#### [BRIEF]
Your answer is a copy of every line in the records where "note" appears.

Stored data
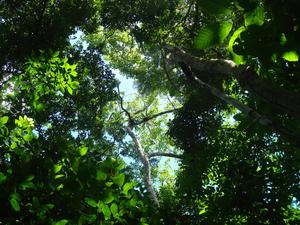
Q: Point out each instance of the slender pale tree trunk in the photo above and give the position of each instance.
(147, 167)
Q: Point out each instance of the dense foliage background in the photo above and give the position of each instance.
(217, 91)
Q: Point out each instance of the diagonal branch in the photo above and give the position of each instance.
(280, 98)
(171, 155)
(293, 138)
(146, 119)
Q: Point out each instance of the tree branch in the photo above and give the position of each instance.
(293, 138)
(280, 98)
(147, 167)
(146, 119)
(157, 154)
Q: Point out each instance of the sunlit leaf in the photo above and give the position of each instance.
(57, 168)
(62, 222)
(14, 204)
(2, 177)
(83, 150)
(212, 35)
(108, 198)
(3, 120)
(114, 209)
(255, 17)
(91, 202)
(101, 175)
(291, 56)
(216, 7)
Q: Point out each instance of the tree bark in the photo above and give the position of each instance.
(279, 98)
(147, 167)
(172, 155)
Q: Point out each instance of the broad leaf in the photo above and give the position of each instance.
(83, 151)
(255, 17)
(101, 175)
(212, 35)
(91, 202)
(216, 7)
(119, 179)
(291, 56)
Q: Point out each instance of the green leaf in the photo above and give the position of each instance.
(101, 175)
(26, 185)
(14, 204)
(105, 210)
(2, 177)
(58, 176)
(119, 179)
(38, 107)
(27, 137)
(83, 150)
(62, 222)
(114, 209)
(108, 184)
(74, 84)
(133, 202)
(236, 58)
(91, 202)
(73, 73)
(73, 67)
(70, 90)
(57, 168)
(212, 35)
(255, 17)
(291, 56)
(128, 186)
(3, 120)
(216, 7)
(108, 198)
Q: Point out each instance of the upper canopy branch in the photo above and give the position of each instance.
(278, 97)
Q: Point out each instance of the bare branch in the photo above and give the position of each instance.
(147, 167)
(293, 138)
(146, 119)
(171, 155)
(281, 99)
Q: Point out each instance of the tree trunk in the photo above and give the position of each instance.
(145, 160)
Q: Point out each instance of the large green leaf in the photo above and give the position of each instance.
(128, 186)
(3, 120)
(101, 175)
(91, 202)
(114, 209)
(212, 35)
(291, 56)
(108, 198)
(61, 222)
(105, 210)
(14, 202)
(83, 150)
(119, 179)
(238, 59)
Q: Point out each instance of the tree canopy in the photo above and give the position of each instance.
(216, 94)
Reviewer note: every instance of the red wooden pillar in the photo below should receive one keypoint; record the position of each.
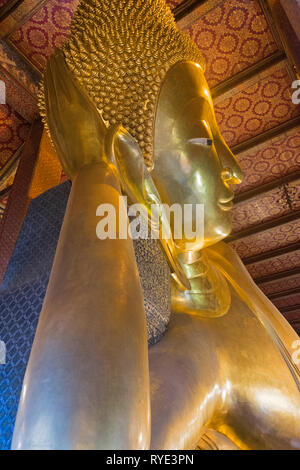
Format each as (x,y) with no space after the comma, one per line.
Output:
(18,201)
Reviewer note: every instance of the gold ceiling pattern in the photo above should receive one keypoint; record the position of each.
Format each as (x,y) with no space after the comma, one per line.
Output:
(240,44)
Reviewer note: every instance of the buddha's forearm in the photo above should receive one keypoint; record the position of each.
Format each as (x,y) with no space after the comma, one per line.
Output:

#### [ANSWER SPACE]
Reviewer note: every instance of the red wooden pillar in the photo below should receive one keypoint; record the position of each.
Reviewer note: every instance of the gold ceiling pattern in the photo above should receive one keypoint; record the position of each.
Reviewer note: every instance of the buddha's forearm in the photo above should receive one keypoint; record the position of each.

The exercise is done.